* EXERCISE REQUIREMENTS *
Copy out the lines below word for word, with no changes.

MATERIAL SUPPLIED start

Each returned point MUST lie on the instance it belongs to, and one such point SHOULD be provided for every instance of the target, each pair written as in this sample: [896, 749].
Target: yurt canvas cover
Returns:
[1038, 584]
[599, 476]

MATERIAL SUPPLIED end

* ANSWER FOR THE TASK *
Each returned point MUST lie on the instance it belongs to, and one such point SHOULD be provided for every instance of the target, each pair written as in this sample: [896, 749].
Target: yurt canvas cover
Returns:
[1038, 584]
[599, 476]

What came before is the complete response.